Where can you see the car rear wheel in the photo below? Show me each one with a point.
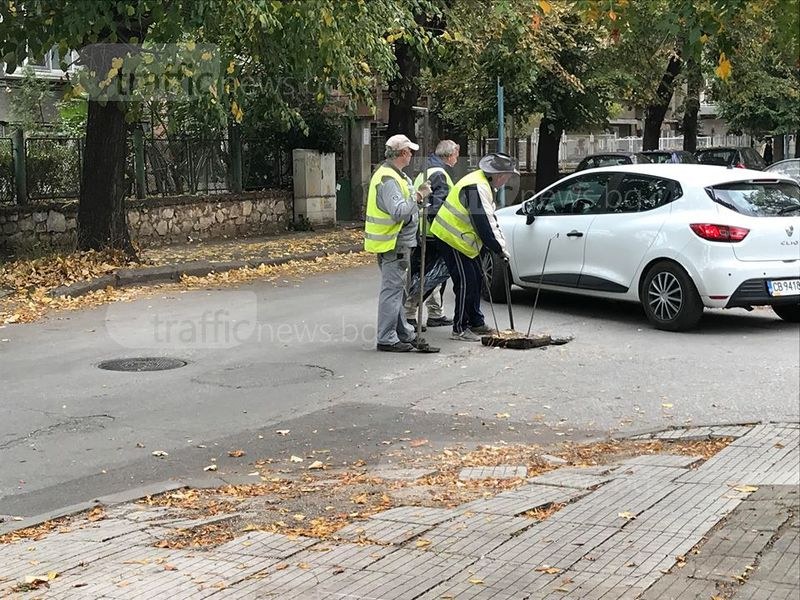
(495, 272)
(788, 312)
(670, 299)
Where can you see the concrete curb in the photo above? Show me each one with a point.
(152, 489)
(173, 272)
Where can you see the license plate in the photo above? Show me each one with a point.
(784, 287)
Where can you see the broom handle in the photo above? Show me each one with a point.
(539, 289)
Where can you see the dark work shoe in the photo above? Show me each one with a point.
(396, 347)
(482, 330)
(440, 322)
(413, 323)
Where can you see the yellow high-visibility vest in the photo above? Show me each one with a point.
(452, 224)
(380, 229)
(418, 181)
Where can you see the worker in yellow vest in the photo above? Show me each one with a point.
(390, 231)
(439, 172)
(465, 223)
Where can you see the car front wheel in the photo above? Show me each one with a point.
(494, 269)
(788, 312)
(670, 299)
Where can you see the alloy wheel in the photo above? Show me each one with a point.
(665, 296)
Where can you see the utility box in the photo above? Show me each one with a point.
(314, 186)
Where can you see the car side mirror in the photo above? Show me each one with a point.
(529, 210)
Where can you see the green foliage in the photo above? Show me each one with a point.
(762, 97)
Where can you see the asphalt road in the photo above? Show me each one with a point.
(299, 356)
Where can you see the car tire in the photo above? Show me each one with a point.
(494, 268)
(669, 298)
(788, 312)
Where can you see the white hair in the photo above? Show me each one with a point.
(446, 148)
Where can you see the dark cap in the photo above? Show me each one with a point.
(498, 162)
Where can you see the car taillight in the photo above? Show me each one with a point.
(719, 233)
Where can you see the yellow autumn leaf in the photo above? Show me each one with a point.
(238, 114)
(723, 69)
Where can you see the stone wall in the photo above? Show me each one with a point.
(153, 222)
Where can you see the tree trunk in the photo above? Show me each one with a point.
(102, 219)
(694, 79)
(547, 154)
(655, 113)
(777, 147)
(403, 92)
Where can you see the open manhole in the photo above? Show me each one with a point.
(138, 365)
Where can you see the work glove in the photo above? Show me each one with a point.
(423, 192)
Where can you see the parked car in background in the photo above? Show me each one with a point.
(740, 158)
(670, 156)
(675, 238)
(610, 159)
(790, 167)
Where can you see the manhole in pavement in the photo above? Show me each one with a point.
(138, 365)
(257, 375)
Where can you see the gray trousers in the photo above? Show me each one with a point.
(433, 304)
(392, 324)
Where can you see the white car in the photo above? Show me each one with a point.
(675, 238)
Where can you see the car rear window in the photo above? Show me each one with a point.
(758, 198)
(659, 157)
(721, 158)
(610, 161)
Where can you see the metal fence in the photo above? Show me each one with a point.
(170, 166)
(7, 191)
(53, 167)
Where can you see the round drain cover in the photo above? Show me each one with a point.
(142, 364)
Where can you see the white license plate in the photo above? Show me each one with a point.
(784, 287)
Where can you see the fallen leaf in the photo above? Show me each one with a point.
(547, 569)
(96, 514)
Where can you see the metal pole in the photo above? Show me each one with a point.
(20, 172)
(501, 135)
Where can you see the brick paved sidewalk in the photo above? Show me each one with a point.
(652, 527)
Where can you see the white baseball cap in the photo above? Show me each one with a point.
(399, 141)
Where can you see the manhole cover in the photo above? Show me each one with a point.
(142, 364)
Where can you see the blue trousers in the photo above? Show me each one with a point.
(467, 280)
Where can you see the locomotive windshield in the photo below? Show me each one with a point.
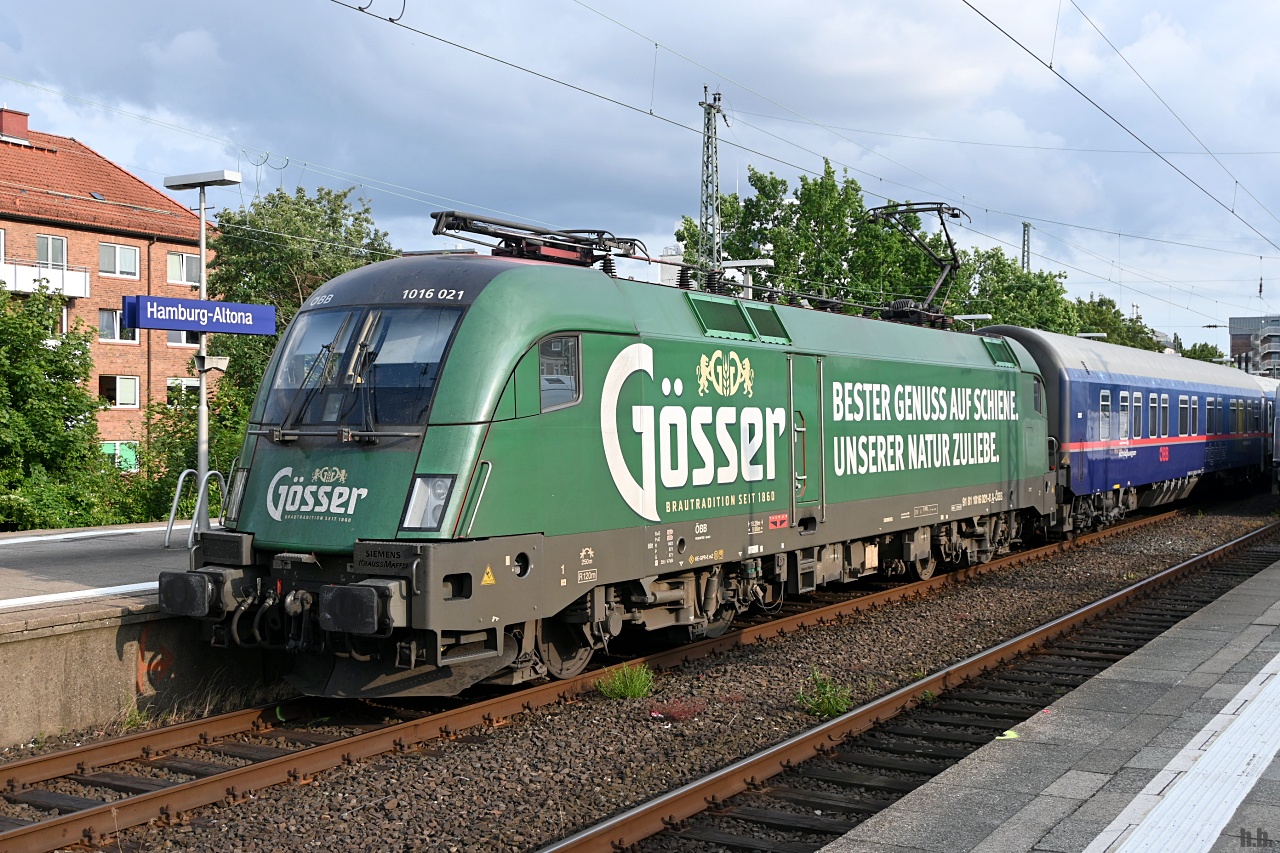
(359, 368)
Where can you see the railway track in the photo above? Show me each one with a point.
(799, 794)
(278, 746)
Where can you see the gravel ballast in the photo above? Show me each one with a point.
(549, 772)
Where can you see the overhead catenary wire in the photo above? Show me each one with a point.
(1179, 118)
(408, 191)
(1119, 123)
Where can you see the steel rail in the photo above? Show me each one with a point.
(681, 803)
(28, 771)
(96, 824)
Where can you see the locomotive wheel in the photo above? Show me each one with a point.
(922, 569)
(563, 648)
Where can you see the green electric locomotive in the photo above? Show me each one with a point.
(466, 468)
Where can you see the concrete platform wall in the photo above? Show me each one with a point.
(91, 664)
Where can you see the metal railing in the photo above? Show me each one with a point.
(200, 519)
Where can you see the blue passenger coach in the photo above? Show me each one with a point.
(1133, 428)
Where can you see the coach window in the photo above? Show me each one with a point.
(558, 373)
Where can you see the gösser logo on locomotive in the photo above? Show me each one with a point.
(474, 469)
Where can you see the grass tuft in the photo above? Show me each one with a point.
(627, 683)
(824, 696)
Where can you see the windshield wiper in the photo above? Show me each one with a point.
(304, 398)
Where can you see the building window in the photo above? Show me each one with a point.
(50, 251)
(183, 338)
(119, 392)
(118, 260)
(182, 386)
(110, 327)
(558, 372)
(183, 269)
(123, 454)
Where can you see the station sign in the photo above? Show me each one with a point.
(197, 315)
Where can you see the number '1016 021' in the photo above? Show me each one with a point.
(432, 293)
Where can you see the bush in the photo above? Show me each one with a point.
(626, 683)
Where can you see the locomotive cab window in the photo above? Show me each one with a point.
(357, 366)
(558, 372)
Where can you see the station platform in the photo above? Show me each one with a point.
(1171, 749)
(35, 564)
(82, 638)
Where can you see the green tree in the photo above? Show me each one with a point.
(991, 282)
(1203, 352)
(1102, 314)
(53, 473)
(819, 240)
(277, 251)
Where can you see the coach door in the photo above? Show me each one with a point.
(808, 441)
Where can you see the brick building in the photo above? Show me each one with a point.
(96, 233)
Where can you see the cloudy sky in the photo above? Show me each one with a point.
(584, 114)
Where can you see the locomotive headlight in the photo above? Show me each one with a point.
(428, 501)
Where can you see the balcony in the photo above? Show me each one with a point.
(24, 277)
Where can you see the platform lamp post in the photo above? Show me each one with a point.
(200, 181)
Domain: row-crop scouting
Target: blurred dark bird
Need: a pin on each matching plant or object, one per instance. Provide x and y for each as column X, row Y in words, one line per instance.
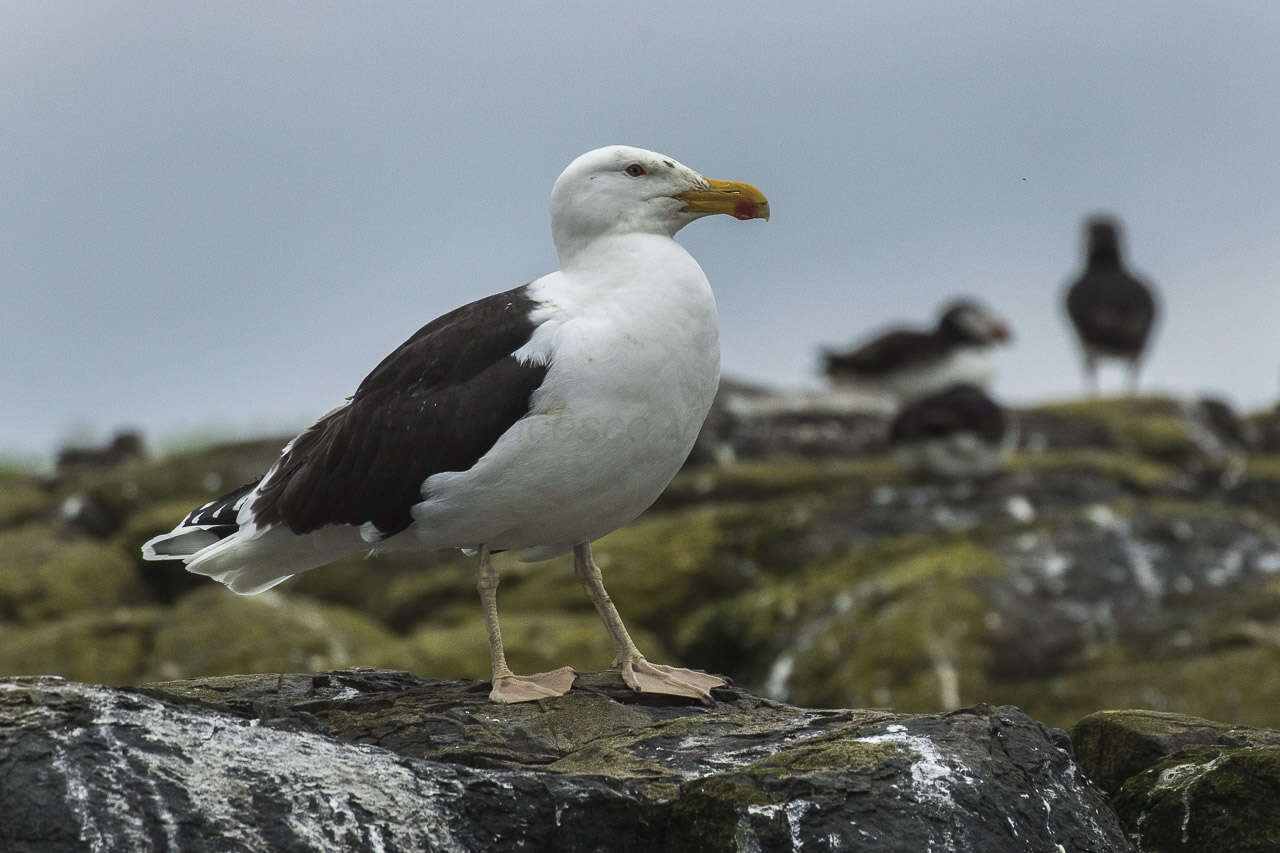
column 1111, row 309
column 910, row 363
column 956, row 433
column 124, row 446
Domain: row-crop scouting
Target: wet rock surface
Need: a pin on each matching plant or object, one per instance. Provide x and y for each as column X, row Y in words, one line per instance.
column 374, row 758
column 1182, row 783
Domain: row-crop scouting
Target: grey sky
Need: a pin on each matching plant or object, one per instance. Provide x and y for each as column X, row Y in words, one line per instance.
column 222, row 215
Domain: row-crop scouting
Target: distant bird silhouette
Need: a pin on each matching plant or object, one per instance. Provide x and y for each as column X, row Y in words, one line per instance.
column 1111, row 309
column 955, row 433
column 910, row 363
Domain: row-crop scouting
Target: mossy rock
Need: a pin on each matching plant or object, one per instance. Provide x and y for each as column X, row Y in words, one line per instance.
column 45, row 573
column 534, row 643
column 402, row 591
column 214, row 632
column 1136, row 471
column 204, row 473
column 912, row 635
column 666, row 565
column 22, row 501
column 96, row 647
column 1206, row 798
column 1234, row 683
column 1155, row 427
column 1114, row 746
column 775, row 478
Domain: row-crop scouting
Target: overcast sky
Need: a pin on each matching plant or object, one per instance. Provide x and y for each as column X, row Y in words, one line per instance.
column 219, row 217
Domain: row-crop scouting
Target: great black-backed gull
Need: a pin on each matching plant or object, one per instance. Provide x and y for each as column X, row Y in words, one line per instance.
column 1111, row 309
column 956, row 433
column 535, row 420
column 910, row 363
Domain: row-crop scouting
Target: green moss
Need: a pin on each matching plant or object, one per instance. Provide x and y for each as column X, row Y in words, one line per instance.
column 839, row 753
column 1262, row 468
column 900, row 635
column 214, row 632
column 1136, row 471
column 206, row 473
column 97, row 647
column 768, row 479
column 664, row 565
column 1153, row 427
column 23, row 501
column 1206, row 798
column 44, row 573
column 534, row 642
column 1237, row 683
column 705, row 813
column 401, row 591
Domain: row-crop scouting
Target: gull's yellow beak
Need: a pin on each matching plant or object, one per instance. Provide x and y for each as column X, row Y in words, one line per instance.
column 734, row 197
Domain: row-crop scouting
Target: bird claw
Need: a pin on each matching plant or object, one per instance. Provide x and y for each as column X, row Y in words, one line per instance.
column 510, row 689
column 643, row 676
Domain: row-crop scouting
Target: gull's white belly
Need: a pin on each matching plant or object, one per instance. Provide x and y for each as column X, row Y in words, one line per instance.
column 615, row 419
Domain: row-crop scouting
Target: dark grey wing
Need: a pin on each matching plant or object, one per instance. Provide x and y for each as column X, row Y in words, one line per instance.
column 435, row 404
column 1111, row 310
column 959, row 409
column 885, row 355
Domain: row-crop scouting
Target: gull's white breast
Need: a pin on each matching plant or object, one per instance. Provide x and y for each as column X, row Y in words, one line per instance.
column 632, row 355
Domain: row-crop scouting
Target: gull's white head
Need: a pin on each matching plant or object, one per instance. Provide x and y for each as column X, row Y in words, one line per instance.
column 621, row 190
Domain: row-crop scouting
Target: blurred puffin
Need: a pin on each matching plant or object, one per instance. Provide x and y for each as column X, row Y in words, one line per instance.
column 956, row 433
column 1111, row 309
column 910, row 363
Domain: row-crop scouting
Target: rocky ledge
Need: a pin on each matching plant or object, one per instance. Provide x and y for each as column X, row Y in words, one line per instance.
column 382, row 760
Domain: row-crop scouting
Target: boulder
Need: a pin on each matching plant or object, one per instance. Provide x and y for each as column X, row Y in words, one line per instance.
column 380, row 760
column 1182, row 783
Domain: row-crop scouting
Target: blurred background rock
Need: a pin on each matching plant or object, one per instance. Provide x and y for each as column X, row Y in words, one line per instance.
column 1127, row 556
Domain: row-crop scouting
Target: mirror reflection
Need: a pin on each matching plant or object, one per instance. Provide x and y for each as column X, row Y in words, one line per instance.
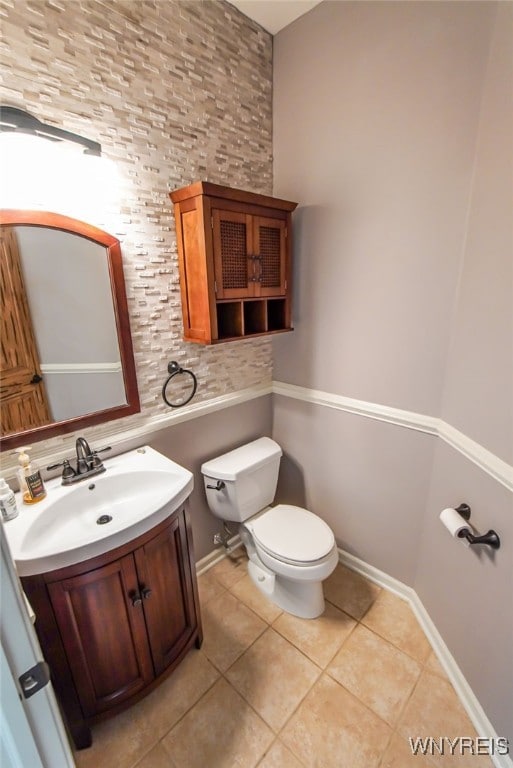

§ Instructions for the task: Out of the data above, give again only the lines starting at the one holding "Target: gull's white belly" and ending at the one holding "Target: boulder", unchanged.

§ Response to the exercise:
Target: gull's white belly
Need: a pin on each matching plant or object, one per instance. Provide x and y for each as column X, row Y in words, one line per instance.
column 615, row 419
Domain: row-crop scouting
Target: dark grey wing
Need: a pin on each matching plant or object, one per instance. Provide x and y for each as column X, row Y in words, one line per instance.
column 435, row 404
column 1111, row 310
column 959, row 409
column 885, row 355
Domain: row-crop scouting
Target: gull's white breast
Need: a pin on each matching plant or object, one per instance. Provide x and y for each as column X, row Y in words, one line per instance.
column 632, row 355
Domain: row-crop scouting
Target: gull's white head
Need: a pin on each matching plant or object, one per instance. Provide x and y for each as column X, row Y in words, one line per instance.
column 621, row 190
Domain: row-crop scouting
Target: blurred puffin
Need: a pin on each matching plant or object, one per instance. Provide x and y for each as column X, row Y in words, one line per instance.
column 956, row 433
column 1111, row 309
column 910, row 363
Domain: row-crop scouting
Target: rocky ledge
Need: a pin on each matching plant or object, one per instance. Provide x and y for each as column X, row Y in words, one line per instance.
column 382, row 760
Domain: row-crop scouting
Target: boulder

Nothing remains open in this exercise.